Your tasks:
1. In the passage on usury, how might a usurer argue that food lent to a starving man was a productive loan? Answer in one to three sentences.
2. Continue the passage on usury from the point where it ends.
[Start of Excerpt to read]
As in the case of the ship, it matters not in the
least whether the actual thing, the loaves of bread,
are lent, or money is lent with which to buy them.
The test is whether the loan is productive or not.
The intention of Usury is present when the money is
lent at interest on what the lender KNOWS will be an
unproductive purpose, and the actual practice of
usury is present when the loan, having as a fact been
used unproductively, interest is none the less
demanded.
As in every other case of right and wrong whatsoever,
there is, of course, a broad margin in which it is
very difficult to draw the line. A man guilty of
usury and trying to excuse himself might say, even in
the case of food lent to a starving man: "The loan
may not look directly productive, but indirectly it
was productive, for it saved the man's life and thus
later on he was able to work and produce wealth."
The other way about (though there is not much danger
of that nowadays), a man trying to get out of
interest on a productive loan might say in many
cases: "The loan was not really productive. It is
true I made a profit on it, but that profit was not
additional wealth for the Community. It only
represented what I got out of somebody else on a
bargain.
[End of Excerpt to read]
[Start of Data provided]
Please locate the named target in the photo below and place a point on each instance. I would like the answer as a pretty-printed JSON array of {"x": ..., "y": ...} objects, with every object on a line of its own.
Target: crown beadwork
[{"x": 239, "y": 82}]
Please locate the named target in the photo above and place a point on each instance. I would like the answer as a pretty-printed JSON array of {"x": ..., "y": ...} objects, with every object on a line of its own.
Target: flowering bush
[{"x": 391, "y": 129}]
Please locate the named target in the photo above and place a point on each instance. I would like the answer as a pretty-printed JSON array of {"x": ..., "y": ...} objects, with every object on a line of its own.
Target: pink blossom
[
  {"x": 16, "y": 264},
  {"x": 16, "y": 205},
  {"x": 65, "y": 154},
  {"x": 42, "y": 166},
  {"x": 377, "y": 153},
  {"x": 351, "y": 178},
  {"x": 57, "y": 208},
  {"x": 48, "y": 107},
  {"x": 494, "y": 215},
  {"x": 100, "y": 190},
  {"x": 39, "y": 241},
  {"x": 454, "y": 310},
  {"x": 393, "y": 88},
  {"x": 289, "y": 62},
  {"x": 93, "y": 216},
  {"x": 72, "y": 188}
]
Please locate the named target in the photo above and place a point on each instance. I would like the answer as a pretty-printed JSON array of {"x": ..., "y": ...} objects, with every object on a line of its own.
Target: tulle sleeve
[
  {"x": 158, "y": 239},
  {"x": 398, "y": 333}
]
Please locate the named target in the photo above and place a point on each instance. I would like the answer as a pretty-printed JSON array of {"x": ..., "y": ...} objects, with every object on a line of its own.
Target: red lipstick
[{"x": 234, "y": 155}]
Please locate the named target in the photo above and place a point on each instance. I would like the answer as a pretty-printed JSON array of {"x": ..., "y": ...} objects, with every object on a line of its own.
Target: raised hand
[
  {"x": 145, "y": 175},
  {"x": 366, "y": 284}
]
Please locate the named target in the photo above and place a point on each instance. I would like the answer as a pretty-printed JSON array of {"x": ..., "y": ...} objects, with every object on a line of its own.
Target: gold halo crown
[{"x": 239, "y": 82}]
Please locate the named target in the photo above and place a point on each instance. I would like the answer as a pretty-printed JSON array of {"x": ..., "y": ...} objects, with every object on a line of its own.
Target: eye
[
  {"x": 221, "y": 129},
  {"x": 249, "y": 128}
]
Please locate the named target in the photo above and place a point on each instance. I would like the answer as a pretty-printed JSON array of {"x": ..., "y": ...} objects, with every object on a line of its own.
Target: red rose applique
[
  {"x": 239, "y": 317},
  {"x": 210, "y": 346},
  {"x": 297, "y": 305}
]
[End of Data provided]
Responses:
1. He might say that although the loan did not look directly productive, it was indirectly productive. It saved the man's life, so he was later able to work and produce wealth.

2.
In this margin. of uncertainty we have only common
sense to guide us, as in every other similar case. We
know pretty well in each particular example we come
across whether a loan is productive of not; whether
we are borrowing or lending for a productive purpose,
or for a charitable or luxurious one, or for one in
every way unproductive.
The proof that this feeling about usury is right is
to be found in the private conduct of individuals in
their social relations. If a poor man in distress
goes to a rich friend and borrows ten pounds, he pays
it back when he can; and the rich man would think it
dishonourable to charge interest. But if a man
borrowed ten pounds of one for the purpose of doing
something which was likely to increase its value, and
we knew that this was his purpose, we should have a
perfect right to share the results with him, and no
one would think the claim dishonorable.
Usury, then, is essentially a claim to increment, or
extra wealth, which is not there to be claimed. It is
a practice which diminishes the capital wealth of the
needy and eats it up to the profit of the lender - so
that, if Usury go unchecked, it must end in the
absorption of all private property into the hands of
a few money brokers.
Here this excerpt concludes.